### Dataset rows
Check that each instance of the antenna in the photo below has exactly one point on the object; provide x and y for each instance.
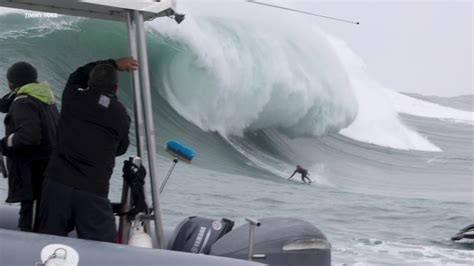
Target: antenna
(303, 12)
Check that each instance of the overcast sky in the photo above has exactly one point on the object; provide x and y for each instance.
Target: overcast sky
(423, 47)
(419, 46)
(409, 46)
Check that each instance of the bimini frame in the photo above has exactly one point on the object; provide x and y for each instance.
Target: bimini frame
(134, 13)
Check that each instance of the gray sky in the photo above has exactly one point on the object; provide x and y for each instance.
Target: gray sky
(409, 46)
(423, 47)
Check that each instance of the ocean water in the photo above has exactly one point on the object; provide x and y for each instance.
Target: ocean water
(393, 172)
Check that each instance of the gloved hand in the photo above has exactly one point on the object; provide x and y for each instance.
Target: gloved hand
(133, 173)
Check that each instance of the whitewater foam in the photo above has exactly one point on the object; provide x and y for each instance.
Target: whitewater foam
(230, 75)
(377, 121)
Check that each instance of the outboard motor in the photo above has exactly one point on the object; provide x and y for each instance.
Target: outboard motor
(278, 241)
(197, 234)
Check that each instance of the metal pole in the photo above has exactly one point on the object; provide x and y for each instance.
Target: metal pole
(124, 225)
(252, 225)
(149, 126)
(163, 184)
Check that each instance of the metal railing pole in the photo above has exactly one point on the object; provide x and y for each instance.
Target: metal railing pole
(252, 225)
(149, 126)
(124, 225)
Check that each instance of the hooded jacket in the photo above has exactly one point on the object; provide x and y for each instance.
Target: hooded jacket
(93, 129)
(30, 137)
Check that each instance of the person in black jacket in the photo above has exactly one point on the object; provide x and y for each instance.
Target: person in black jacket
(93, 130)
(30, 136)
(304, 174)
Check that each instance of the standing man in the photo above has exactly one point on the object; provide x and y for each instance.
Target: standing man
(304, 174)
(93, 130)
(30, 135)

---

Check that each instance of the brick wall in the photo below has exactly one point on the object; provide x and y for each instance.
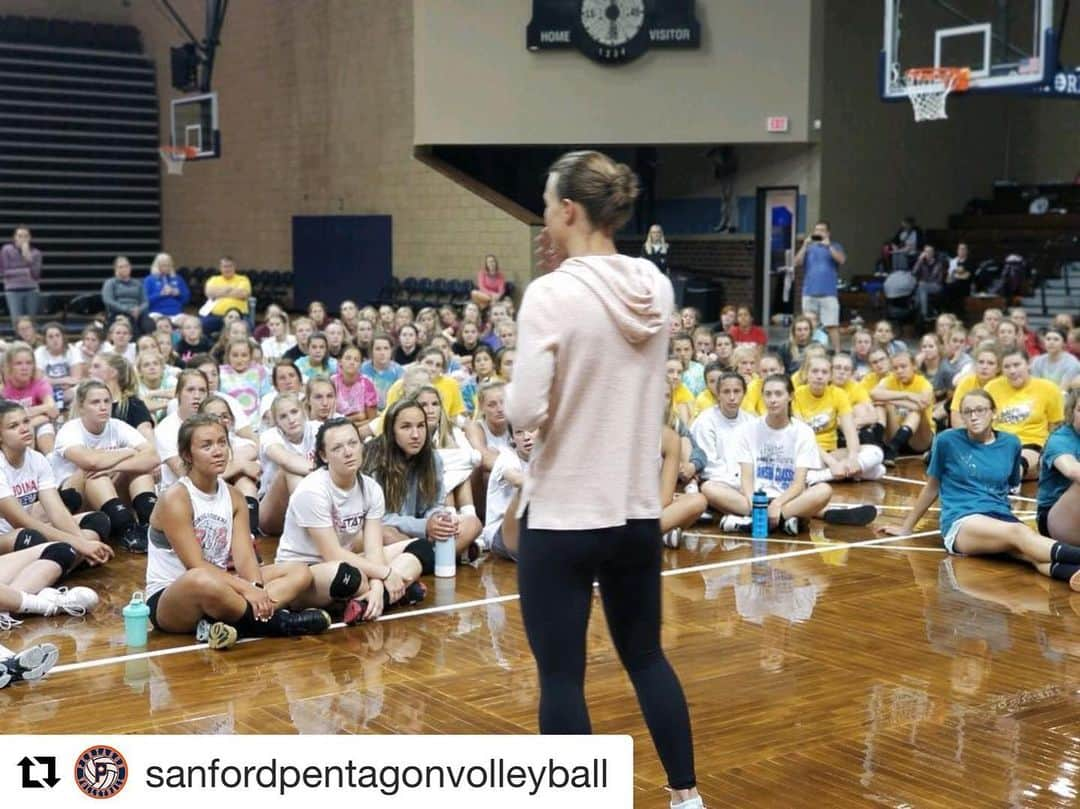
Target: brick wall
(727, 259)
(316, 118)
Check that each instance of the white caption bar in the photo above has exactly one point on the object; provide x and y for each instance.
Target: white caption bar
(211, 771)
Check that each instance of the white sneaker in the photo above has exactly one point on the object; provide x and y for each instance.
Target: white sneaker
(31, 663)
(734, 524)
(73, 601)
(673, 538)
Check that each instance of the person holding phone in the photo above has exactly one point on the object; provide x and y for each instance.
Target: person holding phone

* * *

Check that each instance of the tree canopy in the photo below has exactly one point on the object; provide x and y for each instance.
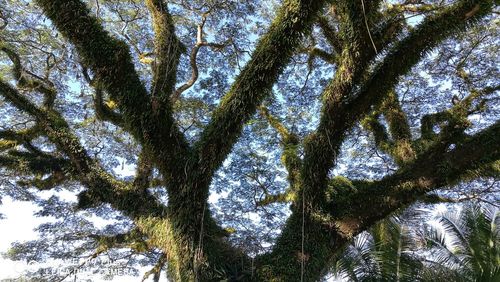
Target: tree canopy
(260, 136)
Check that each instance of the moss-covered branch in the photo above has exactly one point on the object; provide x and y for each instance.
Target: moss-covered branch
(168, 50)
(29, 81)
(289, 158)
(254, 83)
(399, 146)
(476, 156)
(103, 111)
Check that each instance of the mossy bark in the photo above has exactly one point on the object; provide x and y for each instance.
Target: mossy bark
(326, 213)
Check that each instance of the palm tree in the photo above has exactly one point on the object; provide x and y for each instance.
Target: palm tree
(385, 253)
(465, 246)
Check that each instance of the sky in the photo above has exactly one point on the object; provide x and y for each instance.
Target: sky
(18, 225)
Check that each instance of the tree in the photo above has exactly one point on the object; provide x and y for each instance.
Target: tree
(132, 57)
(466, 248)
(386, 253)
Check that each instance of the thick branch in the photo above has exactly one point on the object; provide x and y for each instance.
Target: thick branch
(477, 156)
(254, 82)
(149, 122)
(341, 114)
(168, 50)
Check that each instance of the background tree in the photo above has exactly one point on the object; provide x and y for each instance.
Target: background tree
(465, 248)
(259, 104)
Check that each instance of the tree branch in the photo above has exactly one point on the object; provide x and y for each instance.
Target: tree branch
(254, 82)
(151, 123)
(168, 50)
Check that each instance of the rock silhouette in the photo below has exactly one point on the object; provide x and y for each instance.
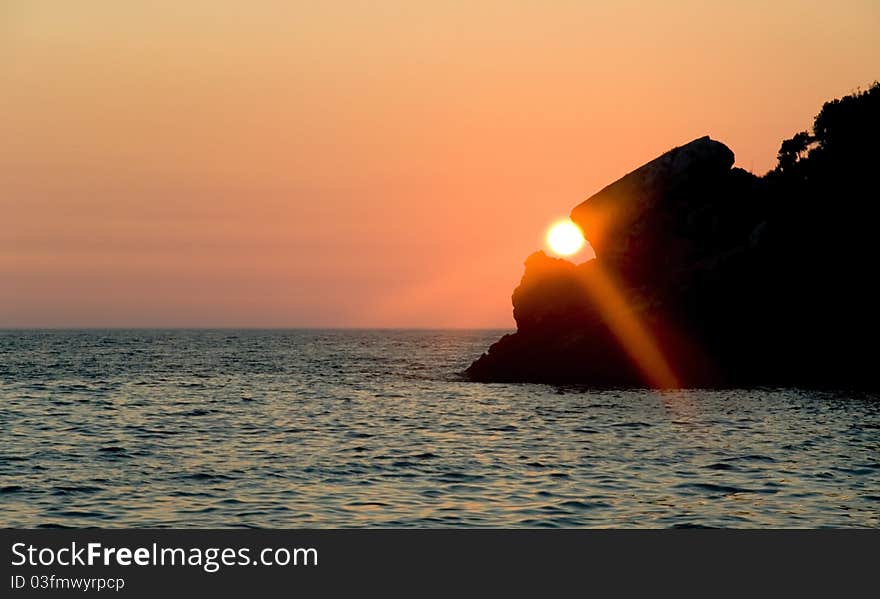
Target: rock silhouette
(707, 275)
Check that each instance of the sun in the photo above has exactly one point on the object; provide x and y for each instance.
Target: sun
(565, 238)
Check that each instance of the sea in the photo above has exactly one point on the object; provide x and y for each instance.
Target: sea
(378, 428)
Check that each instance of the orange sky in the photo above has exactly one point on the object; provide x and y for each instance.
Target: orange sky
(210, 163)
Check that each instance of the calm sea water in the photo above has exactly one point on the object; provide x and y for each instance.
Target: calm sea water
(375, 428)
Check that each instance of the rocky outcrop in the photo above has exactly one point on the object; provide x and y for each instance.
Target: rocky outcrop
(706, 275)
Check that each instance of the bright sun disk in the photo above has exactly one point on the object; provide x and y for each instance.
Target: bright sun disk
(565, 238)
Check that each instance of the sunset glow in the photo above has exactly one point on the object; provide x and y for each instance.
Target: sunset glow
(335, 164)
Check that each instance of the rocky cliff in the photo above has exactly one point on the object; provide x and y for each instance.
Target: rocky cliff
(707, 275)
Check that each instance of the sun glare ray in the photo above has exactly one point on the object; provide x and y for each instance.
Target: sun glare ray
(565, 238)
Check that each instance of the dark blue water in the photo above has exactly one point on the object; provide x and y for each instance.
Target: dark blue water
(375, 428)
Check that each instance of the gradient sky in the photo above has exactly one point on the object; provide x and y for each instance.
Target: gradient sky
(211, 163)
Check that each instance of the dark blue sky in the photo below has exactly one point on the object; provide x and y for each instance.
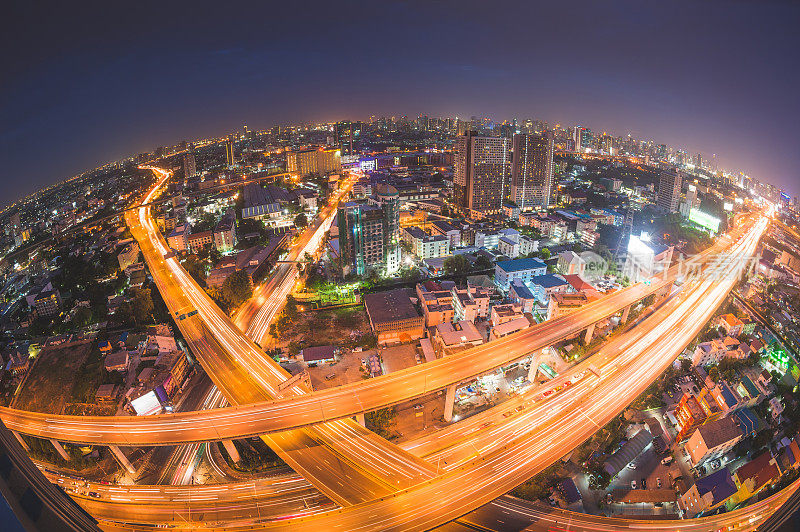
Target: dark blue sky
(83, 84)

### Direction
Pick out each row above that contains the word "sunset" and copy those rows in full. Case counts, so a match must have the same capitalization.

### Task result
Check that each instance of the sunset glow in the photo above has exactly one point on the object; provide x and y for each instance.
Target: sunset glow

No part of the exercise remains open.